Andacht Heute

Rückkehr zu den Tugenden Gottes

Im Mittelalter verstand man unter den Kardinaltugenden die vier Grundtugenden Klugheit (Weisheit), Gerechtigkeit, Tapferkeit und Mäßigung. Sie galten als die zentralen Aspekte eines sittlich guten Lebens und wurden in der christlichen Tradition mit den göttlichen Tugenden in Verbindung gebracht.

Aufgabenstellung>
A: Beantworte zum Text über die Kardinaltugenden diese drei Fragen:
(i) Welche Überschrift trägt der Text?
(ii) Welche vier Grundtugenden zählte man im Mittelalter zu den Kardinaltugenden?
(iii) Mit welchen Tugenden wurden sie in der christlichen Tradition in Verbindung gebracht?
B: Setze den Text über die Kardinaltugenden nach seinem letzten Satz fort.
Die Zeilen unten haben mit dem Text über die Kardinaltugenden nichts zu tun.

Dateninhalt>
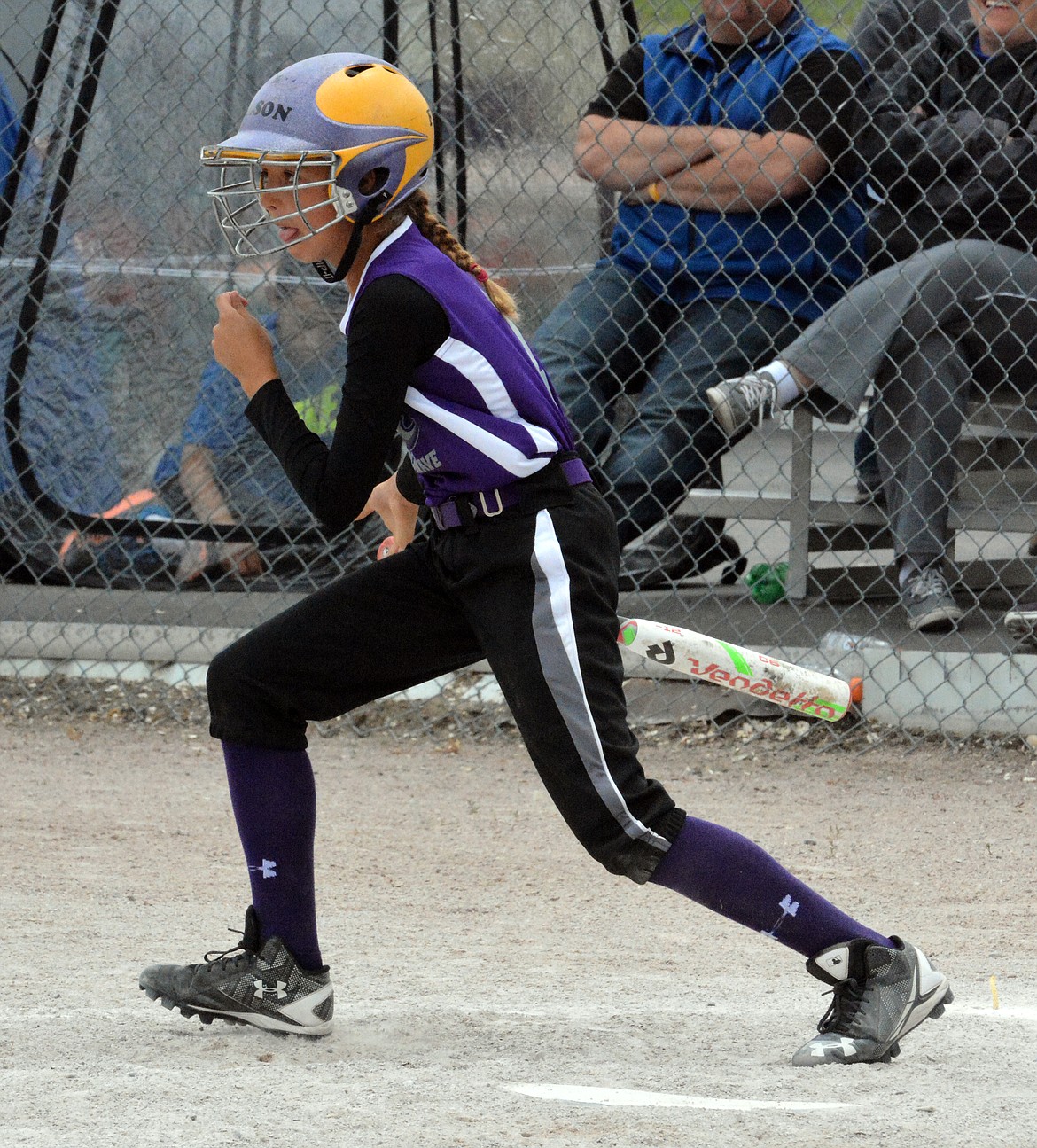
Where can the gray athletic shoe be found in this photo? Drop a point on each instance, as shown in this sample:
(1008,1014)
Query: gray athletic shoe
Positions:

Antworten>
A:
(i) Rückkehr zu den Tugenden Gottes
(ii) Klugheit (Weisheit), Gerechtigkeit, Tapferkeit und Mäßigung
(iii) Mit den göttlichen Tugenden

B:
Heute leben wir in einer Gesellschaft, in der sich vieles um „woke Tugenden” dreht: Wachsamkeit gegenüber Rassismus, Sexismus, Homophobie und anderen Formen der Diskriminierung, Gerechtigkeit im Sinne des Einsatzes für gleiche Rechte und faire Chancen für Minderheiten und benachteiligte Gruppen, Solidarität in Form der Unterstützung marginalisierter Gruppen und des aktiven Eintretens gegen Ausgrenzung sowie Inklusion in Form der Förderung von Diversität und Anerkennung unterschiedlicher Identitäten. Diese Ideale für eine schöne neue Welt werden mit großem Eifer und moralischem Rigorismus mittels flächendeckender medialer Verbreitung gegen die Vertreter der traditionellen Kardinaltugenden ins Feld geführt. Wer sich dieser „woken” Auffassung widersetzt, dem droht die gesellschaftliche Ausgrenzung.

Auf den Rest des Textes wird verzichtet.